--- START TEXT SECTION ---
5: Reforms in Industry: Industrial growth has also recorded a slowdown. This is because of
decreasing demand of industrial products due to various reasons such as cheaper imports,
inadequate investment in infrastructure etc. In a globalised world, developing countries
are compelled to open up their economies to greater flow of goods and capital from
developed countries and rendering their industries vulnerable to imported goods.
Cheaper imports have, thus, replaced the demand for domestic goods. Domestic
manufacturers are facing competition from imports.

6:Disinvestment: Every year, the government fixes a target for disinvestment of PSEs.
For instance, in 1991-92, it was targeted to mobilise Rs 2500 crore through disinvestment.
The government was able to mobilise Rs 3,040 crore more than the target revenues rather
than using it for the development of PSEs and building social infrastructure in the country.
In 2017–18, the target was about ` 1,00,000 crore, whereas, the achievement was about `
1,00,057 crore. Critics point out that the assets of PSEs have been undervalued and sold to
the private sector. This means that there has been a substantial loss to the government.

7:Reforms and Fiscal Policies: Economic reforms have placed limits on the growth of
public expenditure, especially in social sectors. The tax reductions in the reform period,
aimed at yielding larger revenue and curb tax evasion, have not resulted in increase in tax
revenue for the government. Also, the reform policies, involving tariff reduction, have
curtailed the scope for raising revenue through custom duties. In order to attract foreign
investment, tax incentives were provided to foreign investors which further reduced the
scope for raising tax revenues. This has a negative impact on developmental and welfare
expenditures.
--- END TEXT SECTION ---
--- START GIVEN INFORMATION ---
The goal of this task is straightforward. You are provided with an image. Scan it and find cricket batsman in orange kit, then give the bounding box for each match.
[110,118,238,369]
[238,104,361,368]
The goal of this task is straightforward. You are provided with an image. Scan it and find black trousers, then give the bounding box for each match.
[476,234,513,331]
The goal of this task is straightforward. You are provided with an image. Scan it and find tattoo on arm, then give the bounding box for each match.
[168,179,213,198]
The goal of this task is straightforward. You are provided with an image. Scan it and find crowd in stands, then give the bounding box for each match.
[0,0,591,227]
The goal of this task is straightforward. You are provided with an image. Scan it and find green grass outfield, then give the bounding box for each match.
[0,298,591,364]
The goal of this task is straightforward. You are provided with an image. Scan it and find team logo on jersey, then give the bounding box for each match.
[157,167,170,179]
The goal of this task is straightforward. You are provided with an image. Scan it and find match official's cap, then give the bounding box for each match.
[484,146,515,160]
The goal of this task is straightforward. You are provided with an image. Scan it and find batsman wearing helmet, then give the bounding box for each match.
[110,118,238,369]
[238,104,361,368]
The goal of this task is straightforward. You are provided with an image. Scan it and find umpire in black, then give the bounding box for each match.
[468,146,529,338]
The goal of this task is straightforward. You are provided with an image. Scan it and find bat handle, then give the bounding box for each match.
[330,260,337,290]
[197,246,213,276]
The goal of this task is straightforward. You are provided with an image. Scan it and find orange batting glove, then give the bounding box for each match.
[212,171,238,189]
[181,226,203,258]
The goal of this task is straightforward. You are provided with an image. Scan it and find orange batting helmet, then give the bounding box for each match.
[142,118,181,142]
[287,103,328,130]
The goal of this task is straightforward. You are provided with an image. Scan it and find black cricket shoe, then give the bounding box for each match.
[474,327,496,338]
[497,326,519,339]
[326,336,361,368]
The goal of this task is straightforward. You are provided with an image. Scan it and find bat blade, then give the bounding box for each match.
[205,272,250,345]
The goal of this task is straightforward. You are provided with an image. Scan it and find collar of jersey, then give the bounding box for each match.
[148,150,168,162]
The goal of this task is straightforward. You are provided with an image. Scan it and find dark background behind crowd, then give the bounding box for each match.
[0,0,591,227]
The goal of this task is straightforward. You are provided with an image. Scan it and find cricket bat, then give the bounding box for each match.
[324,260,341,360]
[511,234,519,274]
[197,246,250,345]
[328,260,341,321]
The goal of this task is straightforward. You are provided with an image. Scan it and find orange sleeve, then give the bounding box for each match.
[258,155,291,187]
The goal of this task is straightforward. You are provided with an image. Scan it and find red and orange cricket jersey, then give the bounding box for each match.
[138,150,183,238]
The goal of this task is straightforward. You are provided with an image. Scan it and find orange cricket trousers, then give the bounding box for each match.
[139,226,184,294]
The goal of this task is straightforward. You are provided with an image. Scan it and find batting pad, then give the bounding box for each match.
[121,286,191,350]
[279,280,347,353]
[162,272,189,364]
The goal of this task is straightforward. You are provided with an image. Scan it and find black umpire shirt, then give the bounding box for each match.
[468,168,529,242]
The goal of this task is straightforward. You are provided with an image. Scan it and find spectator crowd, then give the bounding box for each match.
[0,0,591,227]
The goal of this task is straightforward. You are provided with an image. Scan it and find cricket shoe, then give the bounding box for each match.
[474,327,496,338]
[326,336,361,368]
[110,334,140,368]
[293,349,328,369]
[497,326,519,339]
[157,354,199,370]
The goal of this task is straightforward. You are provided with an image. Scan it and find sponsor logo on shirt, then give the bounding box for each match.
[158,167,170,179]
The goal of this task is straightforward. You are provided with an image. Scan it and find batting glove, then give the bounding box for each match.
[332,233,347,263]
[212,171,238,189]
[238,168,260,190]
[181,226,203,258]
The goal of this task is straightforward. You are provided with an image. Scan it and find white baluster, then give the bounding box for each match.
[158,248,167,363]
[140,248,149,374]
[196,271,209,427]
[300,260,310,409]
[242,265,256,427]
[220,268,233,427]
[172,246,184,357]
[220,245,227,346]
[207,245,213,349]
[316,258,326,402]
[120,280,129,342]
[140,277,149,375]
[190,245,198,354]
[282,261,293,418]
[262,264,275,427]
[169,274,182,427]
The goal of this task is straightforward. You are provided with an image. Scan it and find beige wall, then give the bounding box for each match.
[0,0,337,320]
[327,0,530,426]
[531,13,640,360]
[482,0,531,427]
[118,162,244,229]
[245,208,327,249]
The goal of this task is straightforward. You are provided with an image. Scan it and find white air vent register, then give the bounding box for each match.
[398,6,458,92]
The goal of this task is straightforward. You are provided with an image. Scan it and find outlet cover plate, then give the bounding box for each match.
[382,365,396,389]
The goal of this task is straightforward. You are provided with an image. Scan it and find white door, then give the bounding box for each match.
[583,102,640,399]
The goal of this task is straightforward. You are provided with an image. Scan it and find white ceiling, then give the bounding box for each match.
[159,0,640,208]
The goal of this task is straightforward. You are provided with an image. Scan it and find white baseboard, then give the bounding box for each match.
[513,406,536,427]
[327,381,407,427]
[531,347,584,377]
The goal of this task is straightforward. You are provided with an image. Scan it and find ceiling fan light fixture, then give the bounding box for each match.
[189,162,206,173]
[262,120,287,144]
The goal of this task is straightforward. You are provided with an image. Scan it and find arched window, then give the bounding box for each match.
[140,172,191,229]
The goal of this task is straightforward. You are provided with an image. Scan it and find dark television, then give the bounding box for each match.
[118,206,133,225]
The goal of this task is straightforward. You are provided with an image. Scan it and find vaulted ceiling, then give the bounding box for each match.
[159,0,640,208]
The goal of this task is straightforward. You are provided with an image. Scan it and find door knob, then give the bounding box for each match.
--- END GIVEN INFORMATION ---
TASKS TO COMPLETE →
a: Copy the passage on economic reforms word for word, everything from "5: Reforms in" down to "to imported goods.".
b: Write the next part of the passage on economic reforms, picking up after its last sentence.

RESPONSES PER TASK →
a:
5: Reforms in Industry: Industrial growth has also recorded a slowdown. This is because of
decreasing demand of industrial products due to various reasons such as cheaper imports,
inadequate investment in infrastructure etc. In a globalised world, developing countries
are compelled to open up their economies to greater flow of goods and capital from
developed countries and rendering their industries vulnerable to imported goods.

b:
9. infrastructure facilities: including power supply, have remained inadequate due to lack
of investment. Globalisation is, thus, often seen as creating conditions for the free
movement of goods and services from foreign countries that adversely affect the local
industries and employment opportunities in developing countries.

EXTRA QUESTIONS
Q1 : Why were reforms introduced in India?
Answer : Economic reforms were introduced in the year 1991 in India to combat economic
crisis. Economic Crisis of 1991 was a culminated outcome of the policy failure in the
preceding years. It was in that year the Indian government was experiencing huge fiscal
deficits, large balance of payment deficits, high inflation level and an acute fall in the
foreign exchange reserves. Moreover, the gulf crisis of 1990-91 led to an acute rise in the
prices of fuel which further pushed up the inflation level. Because of the combined effect
of all these factors, economic reforms became inevitable and were the only way to move
Indian economy out of this crisis. The following are the factors that necessitated the need
for the economic reforms.
1. Huge Fiscal Deficit: Throughout 1980s, fiscal deficit was getting worse due to huge
non-development expenditures. As a result, gross fiscal deficit rose from 5.7% of GDP to
6.6% of GDP during 1980-81 to 1990-91. Subsequently, a major portion of this deficit
was financed by borrowings (both from external and domestic source). The increased
borrowings resulted in increased public debt and mounting interest payment
obligations. The domestic borrowings by government increased from 35% to 49.8% of
GDP during 1980-81 to 1990-91. Moreover, the interest payments obligations accounted
for 39.1% of total fiscal deficit. Consequently, India lost its financial worthiness in the
international market and, fell in a debt trap. Thus, economic reforms were needed
urgently.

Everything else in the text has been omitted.